* begin *

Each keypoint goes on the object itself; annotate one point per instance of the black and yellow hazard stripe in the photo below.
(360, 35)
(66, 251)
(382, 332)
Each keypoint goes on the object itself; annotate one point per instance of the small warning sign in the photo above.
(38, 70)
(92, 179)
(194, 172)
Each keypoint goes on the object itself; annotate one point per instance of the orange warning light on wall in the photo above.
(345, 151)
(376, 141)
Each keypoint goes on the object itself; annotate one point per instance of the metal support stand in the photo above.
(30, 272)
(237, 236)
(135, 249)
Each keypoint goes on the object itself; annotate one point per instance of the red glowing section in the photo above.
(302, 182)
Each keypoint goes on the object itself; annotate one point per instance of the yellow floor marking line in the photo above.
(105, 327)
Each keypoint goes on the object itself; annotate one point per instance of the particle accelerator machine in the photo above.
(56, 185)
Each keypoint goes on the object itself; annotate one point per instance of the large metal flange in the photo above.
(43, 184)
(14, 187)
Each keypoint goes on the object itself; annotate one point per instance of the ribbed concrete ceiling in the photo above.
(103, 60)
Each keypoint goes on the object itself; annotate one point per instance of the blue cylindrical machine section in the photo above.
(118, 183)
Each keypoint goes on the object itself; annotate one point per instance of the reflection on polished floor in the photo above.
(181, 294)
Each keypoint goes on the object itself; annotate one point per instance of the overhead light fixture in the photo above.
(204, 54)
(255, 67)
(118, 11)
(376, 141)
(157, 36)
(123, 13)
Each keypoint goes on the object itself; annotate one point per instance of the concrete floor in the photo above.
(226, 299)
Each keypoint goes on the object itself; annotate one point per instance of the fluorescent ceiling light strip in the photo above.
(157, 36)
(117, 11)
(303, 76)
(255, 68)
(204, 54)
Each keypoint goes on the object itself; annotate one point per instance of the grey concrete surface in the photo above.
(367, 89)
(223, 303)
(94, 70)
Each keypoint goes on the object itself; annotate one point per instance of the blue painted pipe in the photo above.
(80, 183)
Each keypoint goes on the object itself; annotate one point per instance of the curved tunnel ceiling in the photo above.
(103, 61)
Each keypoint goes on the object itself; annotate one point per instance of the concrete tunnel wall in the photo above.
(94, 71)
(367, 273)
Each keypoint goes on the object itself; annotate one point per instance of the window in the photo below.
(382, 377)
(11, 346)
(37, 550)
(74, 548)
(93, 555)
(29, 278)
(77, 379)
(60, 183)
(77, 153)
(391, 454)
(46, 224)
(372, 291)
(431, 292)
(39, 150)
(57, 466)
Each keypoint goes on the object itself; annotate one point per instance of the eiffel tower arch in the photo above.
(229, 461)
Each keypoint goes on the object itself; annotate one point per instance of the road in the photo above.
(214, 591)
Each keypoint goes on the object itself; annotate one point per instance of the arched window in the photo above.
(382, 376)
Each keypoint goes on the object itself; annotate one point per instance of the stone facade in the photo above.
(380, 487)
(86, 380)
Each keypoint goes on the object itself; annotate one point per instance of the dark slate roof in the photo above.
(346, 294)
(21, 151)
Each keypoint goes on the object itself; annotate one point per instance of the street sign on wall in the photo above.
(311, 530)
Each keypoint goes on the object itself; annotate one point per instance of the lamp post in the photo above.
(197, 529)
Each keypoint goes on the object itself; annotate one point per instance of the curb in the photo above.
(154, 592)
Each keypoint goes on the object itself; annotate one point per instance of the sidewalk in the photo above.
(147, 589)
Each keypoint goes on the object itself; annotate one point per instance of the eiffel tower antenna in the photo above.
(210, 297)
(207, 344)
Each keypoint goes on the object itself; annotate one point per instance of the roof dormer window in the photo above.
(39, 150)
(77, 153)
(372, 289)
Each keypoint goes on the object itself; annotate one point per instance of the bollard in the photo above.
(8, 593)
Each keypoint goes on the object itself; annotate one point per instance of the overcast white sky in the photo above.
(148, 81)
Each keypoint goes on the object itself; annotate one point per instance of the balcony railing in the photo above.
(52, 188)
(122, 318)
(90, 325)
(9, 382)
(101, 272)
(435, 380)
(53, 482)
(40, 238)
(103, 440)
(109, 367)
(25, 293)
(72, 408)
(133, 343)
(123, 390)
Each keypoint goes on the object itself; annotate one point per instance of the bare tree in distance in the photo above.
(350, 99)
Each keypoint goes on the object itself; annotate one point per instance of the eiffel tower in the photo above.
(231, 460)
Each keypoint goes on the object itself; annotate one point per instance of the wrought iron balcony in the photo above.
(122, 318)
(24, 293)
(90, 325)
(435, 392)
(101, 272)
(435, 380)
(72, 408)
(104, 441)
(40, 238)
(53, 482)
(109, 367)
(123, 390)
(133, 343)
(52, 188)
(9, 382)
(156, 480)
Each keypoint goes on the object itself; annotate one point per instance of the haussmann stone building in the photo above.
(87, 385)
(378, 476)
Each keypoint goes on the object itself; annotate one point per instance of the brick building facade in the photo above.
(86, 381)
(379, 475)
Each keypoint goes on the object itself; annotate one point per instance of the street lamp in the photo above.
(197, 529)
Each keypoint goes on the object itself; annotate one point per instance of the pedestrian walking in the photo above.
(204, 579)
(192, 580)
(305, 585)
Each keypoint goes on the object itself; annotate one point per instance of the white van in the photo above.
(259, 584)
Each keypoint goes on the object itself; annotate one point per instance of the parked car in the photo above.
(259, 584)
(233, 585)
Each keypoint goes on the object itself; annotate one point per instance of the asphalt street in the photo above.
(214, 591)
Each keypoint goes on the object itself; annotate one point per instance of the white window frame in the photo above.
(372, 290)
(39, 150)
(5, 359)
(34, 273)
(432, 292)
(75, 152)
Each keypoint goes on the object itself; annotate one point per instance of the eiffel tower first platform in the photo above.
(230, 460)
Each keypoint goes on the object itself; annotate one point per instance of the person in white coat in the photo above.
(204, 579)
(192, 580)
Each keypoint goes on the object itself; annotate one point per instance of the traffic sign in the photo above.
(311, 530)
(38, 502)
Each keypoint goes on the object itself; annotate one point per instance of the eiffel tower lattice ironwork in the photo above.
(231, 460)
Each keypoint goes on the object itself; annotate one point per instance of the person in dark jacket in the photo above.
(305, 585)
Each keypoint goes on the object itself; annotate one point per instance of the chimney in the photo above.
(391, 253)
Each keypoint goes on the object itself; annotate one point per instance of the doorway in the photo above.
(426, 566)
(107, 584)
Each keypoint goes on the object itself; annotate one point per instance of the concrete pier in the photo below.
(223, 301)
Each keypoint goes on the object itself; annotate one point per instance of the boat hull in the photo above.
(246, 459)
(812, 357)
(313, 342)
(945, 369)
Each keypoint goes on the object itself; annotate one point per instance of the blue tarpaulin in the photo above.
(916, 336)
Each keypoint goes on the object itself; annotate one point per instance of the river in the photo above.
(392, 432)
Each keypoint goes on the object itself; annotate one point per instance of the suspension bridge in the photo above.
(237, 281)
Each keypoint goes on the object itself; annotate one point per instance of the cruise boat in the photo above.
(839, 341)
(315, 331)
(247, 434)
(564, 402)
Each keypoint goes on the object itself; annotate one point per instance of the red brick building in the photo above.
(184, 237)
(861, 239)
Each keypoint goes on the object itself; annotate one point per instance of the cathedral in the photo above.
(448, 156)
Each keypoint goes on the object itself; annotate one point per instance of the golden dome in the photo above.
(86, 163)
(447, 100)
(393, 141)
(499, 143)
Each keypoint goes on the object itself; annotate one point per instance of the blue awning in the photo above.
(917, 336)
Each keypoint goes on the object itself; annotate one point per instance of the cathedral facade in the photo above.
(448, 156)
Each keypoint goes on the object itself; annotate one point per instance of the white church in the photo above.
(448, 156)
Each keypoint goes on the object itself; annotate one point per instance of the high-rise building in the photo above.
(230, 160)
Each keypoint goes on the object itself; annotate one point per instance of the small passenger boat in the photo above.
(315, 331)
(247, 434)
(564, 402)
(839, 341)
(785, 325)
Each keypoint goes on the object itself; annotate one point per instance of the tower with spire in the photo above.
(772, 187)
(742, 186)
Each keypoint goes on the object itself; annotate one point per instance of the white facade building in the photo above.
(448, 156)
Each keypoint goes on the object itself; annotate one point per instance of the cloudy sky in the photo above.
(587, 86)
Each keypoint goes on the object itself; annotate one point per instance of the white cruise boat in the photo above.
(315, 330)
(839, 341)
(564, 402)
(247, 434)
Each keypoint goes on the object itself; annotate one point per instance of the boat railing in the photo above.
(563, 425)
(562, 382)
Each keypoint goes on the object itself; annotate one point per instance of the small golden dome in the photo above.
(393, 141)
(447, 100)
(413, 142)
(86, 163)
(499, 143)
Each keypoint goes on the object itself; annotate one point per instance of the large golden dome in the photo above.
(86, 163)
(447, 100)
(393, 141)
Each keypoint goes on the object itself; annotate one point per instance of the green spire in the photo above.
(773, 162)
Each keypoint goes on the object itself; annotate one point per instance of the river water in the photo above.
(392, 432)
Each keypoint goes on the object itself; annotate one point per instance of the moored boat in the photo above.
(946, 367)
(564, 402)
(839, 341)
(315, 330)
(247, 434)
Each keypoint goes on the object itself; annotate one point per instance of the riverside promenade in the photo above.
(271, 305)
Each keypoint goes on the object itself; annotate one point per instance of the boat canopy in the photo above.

* end *

Rewrite the data from the line containing "facade building in the photo above." through the end of the data, changing "golden dome" to "gilded dome" and keeping every other character as it is.

# [The response]
Each keypoint goes on the object itself; annotate one point per instance of the white facade building in the photo above.
(448, 156)
Each keypoint goes on the object itself; annotate one point per instance of the cloudy sky in the photo above.
(587, 86)
Each keypoint goes on the object itself; annotate one point per instance of the white cruise boat in the photo above.
(315, 330)
(839, 341)
(564, 402)
(247, 434)
Each keypoint goes on the object itself; annotate one point per instance of the boat railing in the photo above.
(563, 425)
(562, 382)
Each keypoint goes on the object itself; annotate one point per instance of the small gilded dome in the photo above.
(393, 141)
(447, 100)
(413, 142)
(86, 163)
(499, 143)
Each keypoint goes on the object itself; annotate one point per instance of the large gilded dome in the photo above.
(86, 163)
(447, 100)
(393, 141)
Each keypoint goes on the object itself; annotate one point per instance of the green spire in the photo above.
(773, 162)
Each keypoint goes on the object itself; annotate one point per instance of the river water in the photo above.
(392, 432)
Each keypoint goes on the object itself; annotate one point per instance of the moored boat in the photo above.
(946, 367)
(564, 402)
(839, 341)
(315, 330)
(247, 434)
Each keypoint goes on the object itself; annotate one point per instance of the riverside promenade in the photo above.
(271, 305)
Each keypoint goes on the object itself; annotate one point per instance of the boat canopy in the photo above.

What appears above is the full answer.